**ARTICLE**
If you're thinking about refinancing your home, you're probably glued to mortgage rate updates. The good news is that as of Wednesday, August 27, 2025, the national average for a 30-year fixed refinance rate has decreased to 6.75%, a drop of 13 basis points from the previous week. Let’s break down what this means for you and how the current economic climate is influencing these fluctuations.
Mortgage Rates Today: 30-Year Fixed Refinance Rate Goes Down by 13 Basis Points
What's Happening with Refinance Rates Right Now?
According to Zillow data, here’s the snapshot as of today:
- 30-Year Fixed Refinance Rate: 6.75% (Down 13 basis points from last week)
- 15-Year Fixed Refinance Rate: 5.70% (Up 3 basis points)
- 5-Year ARM Refinance Rate: 7.27% (Down 14 basis points)
It’s interesting to see the 30-year rate moving downward, while the 15-year rate nudges slightly upward. This shows there are complexities in the market that go deeper than just an overall trend. If you're wondering whether it's a good time to refinance, there's a lot to consider.
Is It Worth Refinancing Today?
Frankly, that's the million-dollar question! Whether refinancing makes sense for you depends on your current mortgage rate, your financial goals, and what the future holds.
- If you have a rate significantly higher than 6.75%: Refinancing could save you a considerable amount of money over the life of the loan.
- If you're looking to shorten your loan term: Even with a slightly higher interest rate (as we see with the 15-year), the faster equity build-up could be worth it.
- If you need to tap into your home equity: A cash-out refinance could provide the funds you need, but carefully weigh the costs and risks.
What Are the Experts Saying About Where Rates Are Headed?
Okay, so rates dipped a little. Is this the start of a big fall, or just a blip? Let’s peek at what forecasters are predicting. I've been following these trends for years, and I've learned to take forecasts with a grain of salt. But they can give us a general idea.

**Image region labeling entries**
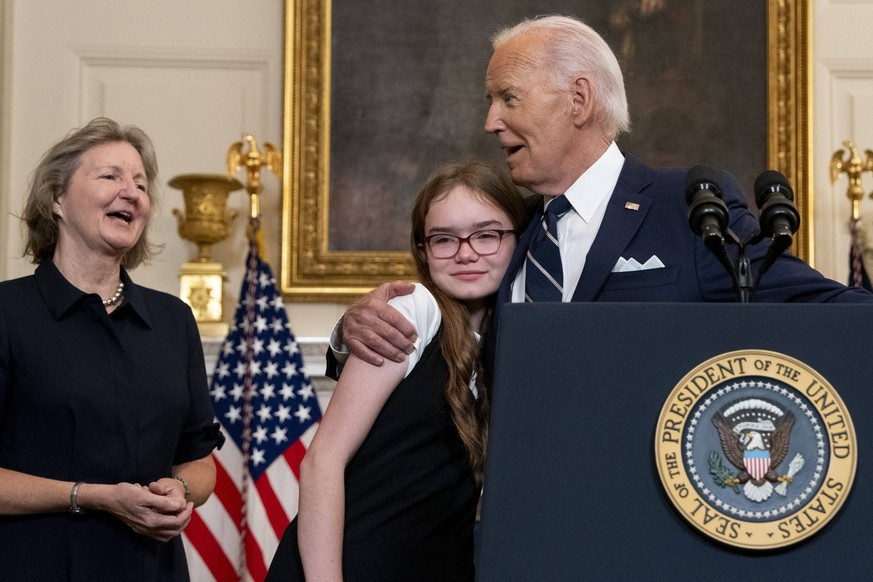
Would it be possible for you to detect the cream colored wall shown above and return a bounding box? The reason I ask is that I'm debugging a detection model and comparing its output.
[0,0,344,352]
[811,0,873,282]
[0,0,873,338]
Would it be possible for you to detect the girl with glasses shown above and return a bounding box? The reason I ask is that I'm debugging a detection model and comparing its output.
[267,160,527,581]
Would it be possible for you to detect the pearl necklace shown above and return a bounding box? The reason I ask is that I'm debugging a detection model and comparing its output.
[103,281,124,307]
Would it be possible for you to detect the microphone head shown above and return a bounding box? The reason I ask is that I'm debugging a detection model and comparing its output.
[755,170,794,208]
[685,164,722,204]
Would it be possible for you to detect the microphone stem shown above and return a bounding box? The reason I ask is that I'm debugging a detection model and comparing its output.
[736,251,755,303]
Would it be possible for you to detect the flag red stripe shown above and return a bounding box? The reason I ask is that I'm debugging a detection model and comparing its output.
[255,473,291,539]
[185,511,238,582]
[246,531,267,582]
[282,440,306,482]
[213,454,242,528]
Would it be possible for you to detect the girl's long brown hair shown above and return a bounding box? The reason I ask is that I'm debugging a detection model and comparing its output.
[411,159,527,486]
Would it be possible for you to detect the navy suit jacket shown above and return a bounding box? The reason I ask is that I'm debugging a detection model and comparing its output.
[485,156,873,372]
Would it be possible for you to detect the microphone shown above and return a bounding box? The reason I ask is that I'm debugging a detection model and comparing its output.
[685,165,728,248]
[755,170,800,281]
[755,170,800,252]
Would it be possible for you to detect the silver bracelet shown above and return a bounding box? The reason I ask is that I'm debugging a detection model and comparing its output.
[70,481,85,515]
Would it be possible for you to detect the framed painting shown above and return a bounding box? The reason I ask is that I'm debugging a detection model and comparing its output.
[280,0,813,302]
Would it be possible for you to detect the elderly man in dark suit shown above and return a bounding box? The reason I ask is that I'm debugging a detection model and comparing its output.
[328,16,873,376]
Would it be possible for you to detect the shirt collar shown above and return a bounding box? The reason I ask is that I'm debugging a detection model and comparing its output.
[34,258,151,327]
[564,142,624,222]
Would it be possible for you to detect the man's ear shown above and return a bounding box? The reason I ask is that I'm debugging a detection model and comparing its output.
[573,77,594,127]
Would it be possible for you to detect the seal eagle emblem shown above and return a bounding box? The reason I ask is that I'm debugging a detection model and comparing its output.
[712,398,804,502]
[655,350,858,550]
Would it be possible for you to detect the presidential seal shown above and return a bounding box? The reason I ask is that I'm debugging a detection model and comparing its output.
[655,350,858,550]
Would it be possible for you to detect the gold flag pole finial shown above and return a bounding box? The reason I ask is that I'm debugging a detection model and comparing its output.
[830,140,873,287]
[227,133,282,220]
[831,140,873,220]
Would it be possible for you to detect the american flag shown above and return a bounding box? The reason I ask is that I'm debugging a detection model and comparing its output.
[184,244,321,582]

**EXERCISE INSTRUCTIONS**
(1) List each refinance rate in the Zillow snapshot from the refinance rate article, with its percentage and the change given for it.
(2) Write the next part of the refinance rate article, following on from its final sentence.

**TASK-BY-TASK ANSWERS**
(1)
- 30-year fixed refinance rate: 6.75%, down 13 basis points from last week
- 15-year fixed refinance rate: 5.70%, up 3 basis points
- 5-year ARM refinance rate: 7.27%, down 14 basis points

(2)
- National Association of REALTORS®: Expects mortgage rates to average 6.4% in the second half of 2025, and then drop further to 6.1% in 2026. Their chief economist even called mortgage rates a “magic bullet” for the market, emphasizing their impact on affordability.
- Realtor.com: Predicts mortgage rates will ease slowly, averaging around 6.4% by the end of the year.
- Fannie Mae: Slightly more conservative, forecasting rates to end 2025 at 6.5% and 2026 at 6.1%. They also adjusted their mortgage origination forecasts slightly downward to $1.85 trillion in 2025 and $2.26 trillion in 2026.
- Mortgage Bankers Association (MBA): Believes rates will remain mostly unchanged near 6.8% through September 2025, before settling in the mid-6% range (6.4%-6.6%) later in the year. They expect this to hold steady into 2026.
Factors Influencing Mortgage Rates: What's Under the Hood?
Several moving parts influence mortgage rates. It's not just about one number going up or down.
Here's what's important:
- Inflation: High inflation generally leads to higher mortgage rates.
- Economic Growth: A strong economy can put upward pressure on rates.
- Federal Reserve Policy: The Fed's actions have a HUGE impact.
- Global Events: Unexpected events can send ripples through financial markets, affecting rates both positively and negatively.
The Federal Reserve's Next Move: Will They Cut Rates in September?
This is the question on everyone's mind, and for good reason. The Federal Reserve's monetary policy decisions are the main drivers of mortgage rates.
Here's the scoop in mid-2025:
- From Rate Hikes to a Pause: After aggressively raising rates in 2022-2023 to fight inflation, the Fed has been holding steady in 2025.
- Pressure to Cut: Some members of the Fed are now pushing for rate cuts to address a slowing economy.
- Economic Crosscurrents: Inflation is proving stubborn, but economic growth is slowing down. This puts the Fed in a tough spot.
- Market Expectation: There's a strong expectation (85-95% chance) for a rate cut at the September 16-17 meeting. This is based on moderating inflation and a weakening labor market.
All eyes are on Fed Chair Jerome Powell's speech at the Jackson Hole Economic Symposium on August 22. This could provide clues about the Fed's September decision, which might start a sustained downward trend in borrowing costs.
Recommended Read:
Mortgage Rates August 26, 2025: 30-Year Fixed Refinance Rate Goes Down by 2 Basis Points
What This Means for Those Looking to Refinance: Scenarios to Consider
So, how should you play this? Let's look at a few possible situations.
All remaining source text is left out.